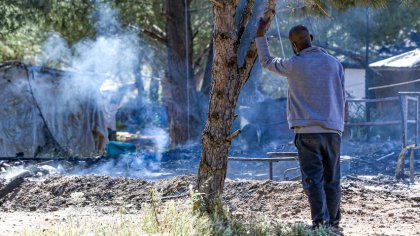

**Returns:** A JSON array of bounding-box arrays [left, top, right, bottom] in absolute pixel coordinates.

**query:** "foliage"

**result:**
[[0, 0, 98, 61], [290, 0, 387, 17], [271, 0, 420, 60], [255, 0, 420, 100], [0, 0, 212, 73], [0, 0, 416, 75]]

◇ ◇ ◇ ◇ ◇

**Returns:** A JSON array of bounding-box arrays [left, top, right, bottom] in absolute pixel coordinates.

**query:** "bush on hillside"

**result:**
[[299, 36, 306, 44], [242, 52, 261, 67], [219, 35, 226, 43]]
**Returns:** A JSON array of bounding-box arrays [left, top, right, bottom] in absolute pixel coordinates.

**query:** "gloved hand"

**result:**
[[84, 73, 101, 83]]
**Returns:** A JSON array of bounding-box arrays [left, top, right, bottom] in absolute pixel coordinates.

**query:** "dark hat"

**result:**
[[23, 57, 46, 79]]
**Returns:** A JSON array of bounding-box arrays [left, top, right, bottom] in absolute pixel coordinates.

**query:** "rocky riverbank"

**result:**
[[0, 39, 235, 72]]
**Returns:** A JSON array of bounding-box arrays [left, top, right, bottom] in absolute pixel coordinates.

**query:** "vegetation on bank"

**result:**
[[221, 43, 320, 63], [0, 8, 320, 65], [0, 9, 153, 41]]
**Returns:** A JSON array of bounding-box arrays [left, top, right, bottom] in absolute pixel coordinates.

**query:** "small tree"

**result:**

◇ ◇ ◇ ◇ ◇

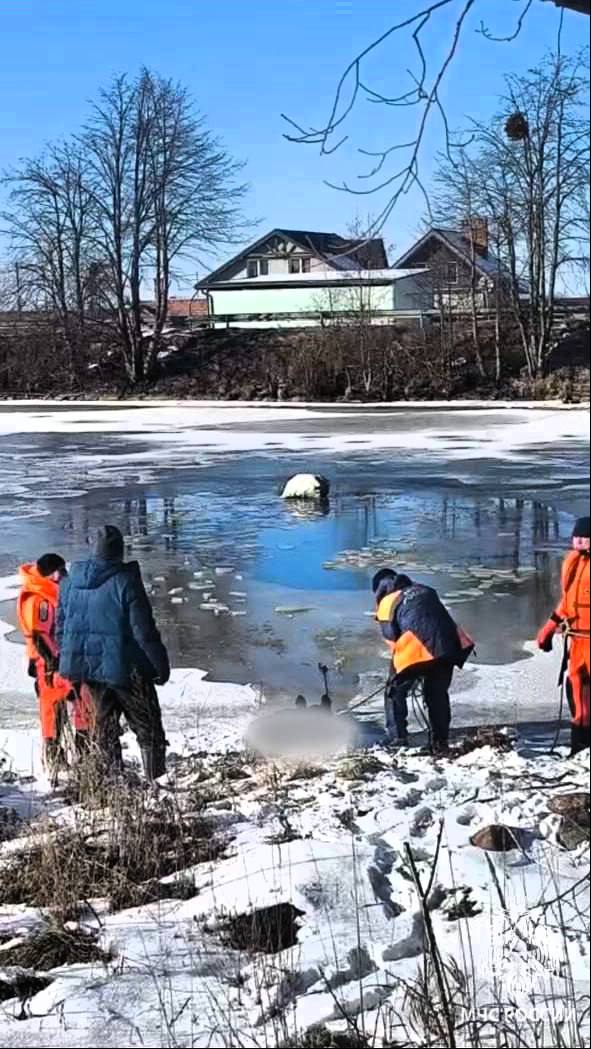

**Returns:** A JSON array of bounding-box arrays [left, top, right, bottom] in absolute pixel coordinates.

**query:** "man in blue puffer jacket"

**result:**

◇ ◇ ◇ ◇ ◇

◆ What the task requires
State the number of lines in the entries above that contain the word "query", and nothing more.

◆ Reply to the exercise
8